======== Record excerpts ========

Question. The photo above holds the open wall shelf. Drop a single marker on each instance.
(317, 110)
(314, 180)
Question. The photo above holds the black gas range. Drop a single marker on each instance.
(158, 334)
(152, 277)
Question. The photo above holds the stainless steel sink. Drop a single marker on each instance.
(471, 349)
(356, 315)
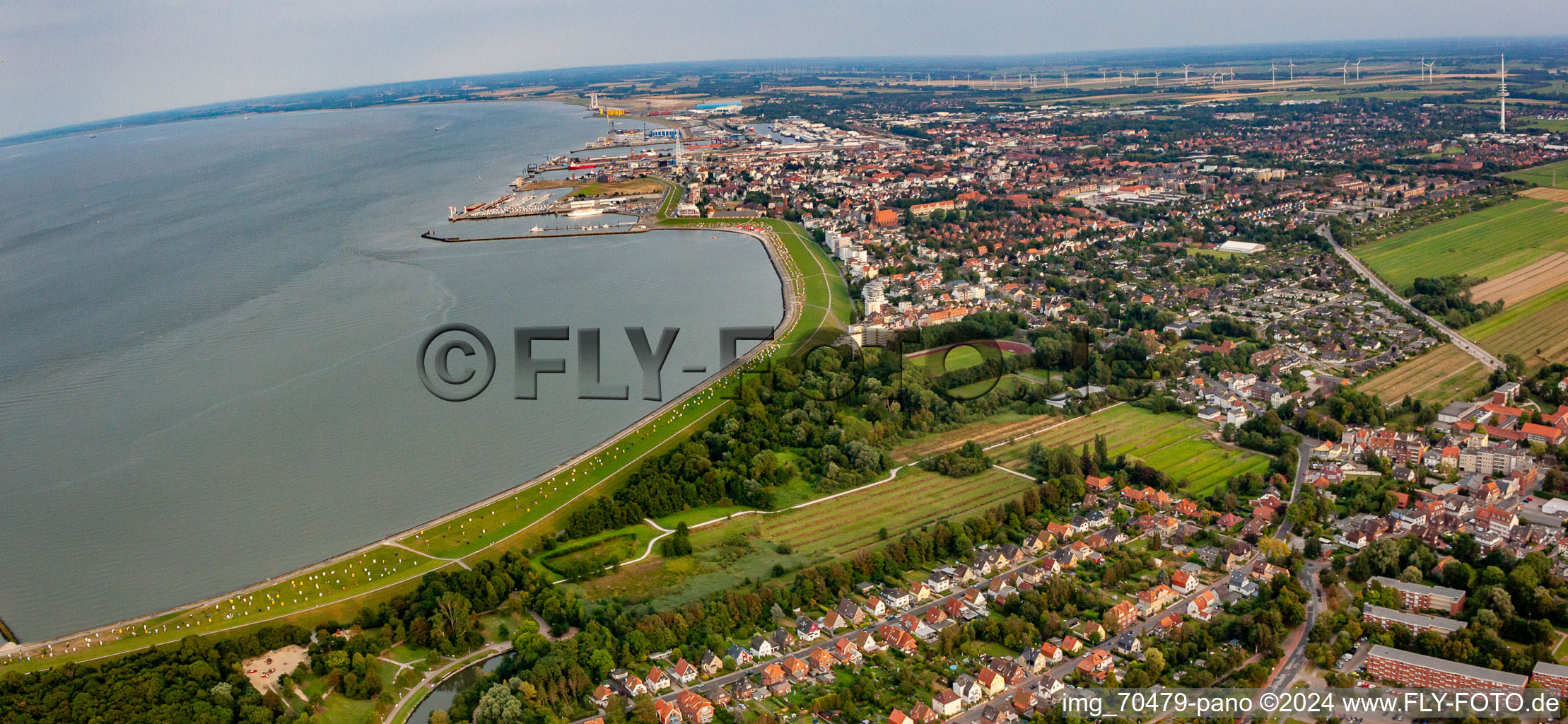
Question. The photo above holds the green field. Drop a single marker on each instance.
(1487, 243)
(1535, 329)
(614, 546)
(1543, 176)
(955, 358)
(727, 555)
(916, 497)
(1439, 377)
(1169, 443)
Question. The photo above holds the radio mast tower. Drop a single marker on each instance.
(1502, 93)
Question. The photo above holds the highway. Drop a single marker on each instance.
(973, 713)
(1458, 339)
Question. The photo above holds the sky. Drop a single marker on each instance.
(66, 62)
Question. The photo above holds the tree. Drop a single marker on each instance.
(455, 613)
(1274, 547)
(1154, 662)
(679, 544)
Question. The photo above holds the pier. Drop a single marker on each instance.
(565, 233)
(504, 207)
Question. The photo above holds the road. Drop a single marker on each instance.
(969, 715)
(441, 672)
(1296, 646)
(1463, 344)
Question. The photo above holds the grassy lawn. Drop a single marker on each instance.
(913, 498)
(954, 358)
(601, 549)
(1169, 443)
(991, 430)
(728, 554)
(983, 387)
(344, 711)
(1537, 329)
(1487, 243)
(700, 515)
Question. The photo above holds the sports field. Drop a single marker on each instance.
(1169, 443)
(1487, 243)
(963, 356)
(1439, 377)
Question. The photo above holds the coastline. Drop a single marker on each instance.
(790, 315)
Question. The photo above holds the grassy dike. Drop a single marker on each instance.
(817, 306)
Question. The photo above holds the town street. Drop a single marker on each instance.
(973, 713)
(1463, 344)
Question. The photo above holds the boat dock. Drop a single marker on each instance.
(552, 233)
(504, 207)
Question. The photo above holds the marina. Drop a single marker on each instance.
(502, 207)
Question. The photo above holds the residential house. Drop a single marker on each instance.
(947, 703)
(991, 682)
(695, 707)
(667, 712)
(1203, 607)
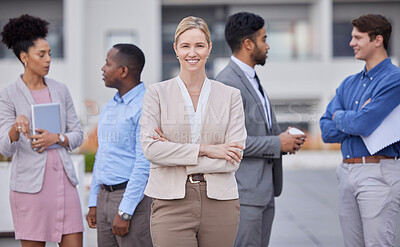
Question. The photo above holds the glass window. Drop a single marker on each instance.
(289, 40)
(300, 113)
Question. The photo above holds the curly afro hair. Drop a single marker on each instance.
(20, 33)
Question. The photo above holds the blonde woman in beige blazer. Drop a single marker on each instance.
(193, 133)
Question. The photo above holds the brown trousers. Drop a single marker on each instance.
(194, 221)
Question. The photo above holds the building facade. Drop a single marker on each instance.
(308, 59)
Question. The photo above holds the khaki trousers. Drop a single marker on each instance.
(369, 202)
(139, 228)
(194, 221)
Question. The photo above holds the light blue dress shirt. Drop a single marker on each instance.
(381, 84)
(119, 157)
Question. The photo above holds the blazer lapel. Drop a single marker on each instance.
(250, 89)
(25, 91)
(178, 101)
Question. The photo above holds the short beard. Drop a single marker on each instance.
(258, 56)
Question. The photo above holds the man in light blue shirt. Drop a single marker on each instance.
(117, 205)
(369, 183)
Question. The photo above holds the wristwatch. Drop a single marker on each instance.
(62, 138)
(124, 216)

========

Task instructions: Format all the records above as a two-column CSV with the headers text and answer, giving one row per record. Put each record's text in one quoted field and its answer in another, turn line breaks into spaces, and leave out the pictures.

The reply:
text,answer
"Question. The photo above holds the open wall shelf. Drop a single marker on each instance.","(317, 110) (314, 180)"
"Question. The photo above holds the black gas range. Drop a single marker on each instance.","(158, 334) (152, 277)"
"Question. The photo above holds the stainless steel sink. Drop a single marker on each instance.","(471, 349) (356, 315)"
"Question. The photo above holds the green field. Drop a single marker on each instance.","(1487, 243) (1535, 329) (614, 546) (1543, 176) (955, 358) (727, 555) (916, 497) (1439, 377) (1169, 443)"
"Question. The photo above holds the radio mast tower. Drop a single marker on each instance.","(1502, 93)"
"Question. The photo above holds the highway. Drop a single marker on each instance.","(973, 713) (1458, 339)"
"Question. The photo above holds the sky. Drop a single marker on each instance.","(66, 62)"
"Question. The photo above holds the tree. Drop a single marker on each instance.","(455, 613) (1274, 547) (1154, 662) (679, 544)"
"Question. The photo above holds the pier. Drop a single marker on each instance.","(565, 233) (504, 207)"
"Question. The photo above holds the road. Drop a single marker on each instance.","(969, 715) (441, 672) (1296, 646) (1463, 344)"
"Question. The photo above holds the grassy lawn. Drop a single marker on each instance.","(913, 498) (954, 358) (601, 549) (1169, 443) (991, 430) (728, 554) (983, 387) (344, 711) (1537, 329) (1487, 243) (700, 515)"
"Question. The photo above holds the sports field. Drop a single marker on each instance.","(1169, 443) (1487, 243) (963, 356) (1439, 377)"
"Question. The photo above holds the coastline. Drop a single marker on each instance.","(790, 315)"
"Question. The photo above holds the grassy dike. Drop a single marker on each instance.","(817, 306)"
"Question. The photo above holds the town street. Drop a single marker on each instance.","(973, 713) (1463, 344)"
"Question. The photo above holds the boat dock. Drop a single marker on each instance.","(552, 233) (504, 207)"
"Question. The photo above holds the marina. Drop a single marker on each instance.","(502, 207)"
"Question. The photo above holds the residential house. Drop a single marker on each instance.","(947, 703) (991, 682) (695, 707) (667, 712) (1203, 607)"
"Question. The photo above holds the glass window. Drop a single marker on each instance.","(289, 40) (300, 113)"
"Question. The photo above holds the curly afro hair. Drop a single marker on each instance.","(20, 33)"
"Question. The photo above holds the blonde woman in beige blazer. Drop a single marker on each instance.","(193, 133)"
"Question. The photo above holds the brown trousers. Drop a single marker on each instance.","(194, 221)"
"Question. The photo above holds the building facade. Drop a single marker on each instance.","(308, 59)"
"Question. The photo above holds the khaki trousers. Drop a single marker on each instance.","(369, 202) (139, 228) (194, 221)"
"Question. The photo above holds the light blue dress shirt. Drop a single marker on each instance.","(381, 84) (119, 157)"
"Question. The photo above holds the blazer lapel. Drop a single marker on each instance.","(250, 89) (25, 91) (178, 101)"
"Question. The photo above holds the short beard. Drop a single marker on each instance.","(258, 56)"
"Question. The photo above holds the man in light blue shirt. Drop a single marker on each instance.","(117, 205) (369, 183)"
"Question. The photo above holds the wristwatch. Drop a single marker on each instance.","(62, 138) (124, 216)"